Beginning with the line that includes "Existence query: locate any steel" and ending with the last line, print the records exactly, leaving every picture out.

Text-to-region grounding data
-=-=-
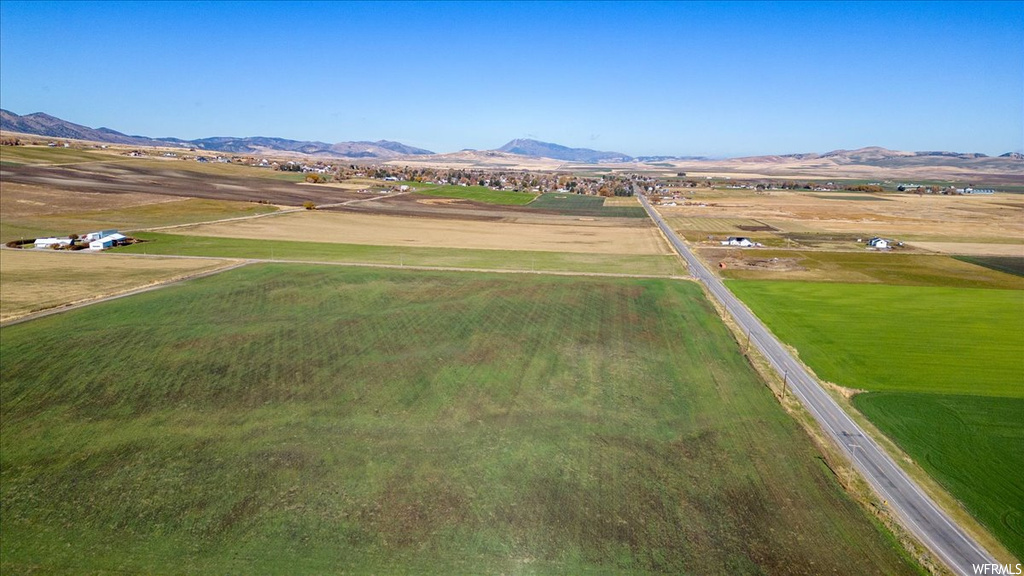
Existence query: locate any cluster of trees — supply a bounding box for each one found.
[844,184,884,193]
[0,138,23,146]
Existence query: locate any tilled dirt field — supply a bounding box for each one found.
[0,163,364,206]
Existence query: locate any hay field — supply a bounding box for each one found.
[171,211,672,255]
[0,250,234,322]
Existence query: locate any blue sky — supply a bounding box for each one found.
[1,1,1021,156]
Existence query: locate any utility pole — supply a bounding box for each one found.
[781,369,789,400]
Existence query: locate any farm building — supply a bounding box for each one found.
[83,229,119,242]
[722,237,755,247]
[89,233,127,250]
[34,237,72,249]
[867,237,890,249]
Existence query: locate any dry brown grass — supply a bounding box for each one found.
[170,211,672,255]
[0,181,184,219]
[601,196,641,206]
[0,250,235,322]
[905,242,1024,256]
[658,191,1024,243]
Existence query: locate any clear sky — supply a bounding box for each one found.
[1,1,1021,157]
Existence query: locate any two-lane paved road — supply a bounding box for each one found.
[639,193,997,575]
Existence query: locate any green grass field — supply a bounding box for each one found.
[527,194,648,218]
[727,279,1024,559]
[0,199,279,242]
[416,185,537,205]
[114,232,686,276]
[0,146,119,165]
[853,393,1024,560]
[0,265,919,574]
[726,281,1023,397]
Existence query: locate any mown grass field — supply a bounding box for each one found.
[416,185,537,205]
[727,279,1024,559]
[527,194,648,218]
[115,232,685,276]
[727,281,1023,397]
[0,198,278,242]
[853,393,1024,561]
[0,265,919,574]
[0,249,234,322]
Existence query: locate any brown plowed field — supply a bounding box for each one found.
[0,163,363,206]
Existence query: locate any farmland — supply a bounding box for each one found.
[726,281,1023,397]
[416,184,537,205]
[116,232,685,276]
[527,193,648,218]
[1,195,278,242]
[163,210,671,255]
[853,393,1024,561]
[726,279,1024,558]
[956,256,1024,277]
[0,264,919,574]
[0,249,235,322]
[0,145,121,165]
[704,249,1024,289]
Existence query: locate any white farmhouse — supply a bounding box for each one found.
[867,237,890,249]
[721,237,755,247]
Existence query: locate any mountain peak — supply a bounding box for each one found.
[496,138,632,163]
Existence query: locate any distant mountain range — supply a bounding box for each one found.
[0,109,434,159]
[2,109,1021,165]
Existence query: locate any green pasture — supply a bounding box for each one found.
[726,281,1023,397]
[115,232,686,276]
[727,279,1023,559]
[0,199,278,242]
[718,251,1024,290]
[854,393,1024,560]
[0,265,918,574]
[528,194,647,218]
[415,185,537,205]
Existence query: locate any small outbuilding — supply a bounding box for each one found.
[867,237,890,249]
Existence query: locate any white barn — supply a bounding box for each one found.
[34,237,72,249]
[89,233,127,250]
[867,237,890,249]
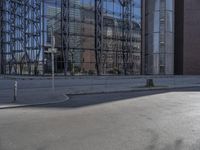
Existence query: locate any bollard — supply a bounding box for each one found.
[146,79,154,87]
[13,81,18,103]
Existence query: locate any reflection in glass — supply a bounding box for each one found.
[1,0,142,75]
[145,0,174,75]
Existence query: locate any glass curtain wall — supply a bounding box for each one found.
[42,0,62,74]
[101,0,141,75]
[1,0,142,75]
[145,0,174,75]
[0,0,2,74]
[42,0,142,75]
[1,0,42,75]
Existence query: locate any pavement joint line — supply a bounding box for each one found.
[0,94,70,109]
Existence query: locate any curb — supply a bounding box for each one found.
[1,84,200,109]
[67,85,200,96]
[0,94,70,109]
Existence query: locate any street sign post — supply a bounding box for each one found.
[51,26,57,92]
[45,47,57,92]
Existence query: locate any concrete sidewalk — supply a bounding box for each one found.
[0,88,69,109]
[1,75,200,109]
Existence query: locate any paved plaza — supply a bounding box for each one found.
[0,87,200,150]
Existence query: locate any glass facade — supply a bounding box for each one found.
[0,0,142,75]
[0,0,42,75]
[145,0,174,75]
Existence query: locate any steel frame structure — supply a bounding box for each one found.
[0,0,141,75]
[120,0,133,74]
[95,0,135,75]
[61,0,70,76]
[1,0,41,75]
[0,0,3,74]
[95,0,103,75]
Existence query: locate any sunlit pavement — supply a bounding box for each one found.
[0,87,200,150]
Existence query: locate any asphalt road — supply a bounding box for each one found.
[1,87,200,150]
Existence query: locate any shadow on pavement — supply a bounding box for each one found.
[32,87,200,109]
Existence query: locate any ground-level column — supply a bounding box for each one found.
[144,0,174,75]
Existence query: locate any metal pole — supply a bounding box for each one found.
[52,49,55,91]
[13,81,17,103]
[51,26,55,91]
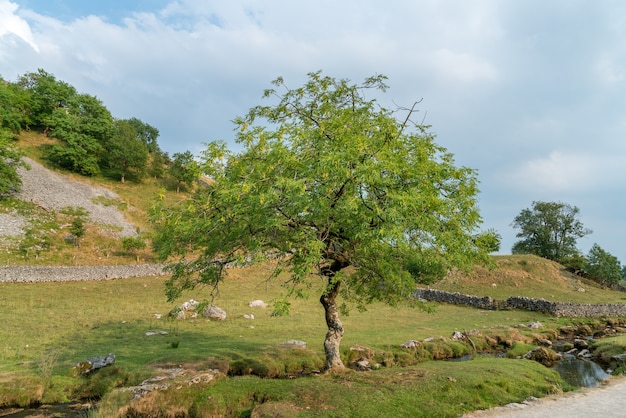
-=-=-
*Output for this task:*
Existence query: locate any steel frame structure — supply a bounding box for each one found.
[0,0,141,75]
[120,0,133,74]
[95,0,135,75]
[61,0,70,76]
[1,0,41,75]
[0,0,3,74]
[95,0,103,75]
Existence query: locate any sunlit pavement — supply a bounding box for each one found.
[0,87,200,150]
Existence query: locate any asphalt road — supply a bounding box for each one found.
[1,87,200,150]
Existence query: locate any shadow on pavement — supply a bounding box for each one found.
[32,87,200,109]
Existence query: locate any ground-level column — supply a bounding box for each one found.
[144,0,174,75]
Existence query: locate any metal pole — supply a bounding box for each one found.
[52,49,55,91]
[13,81,17,103]
[51,26,55,91]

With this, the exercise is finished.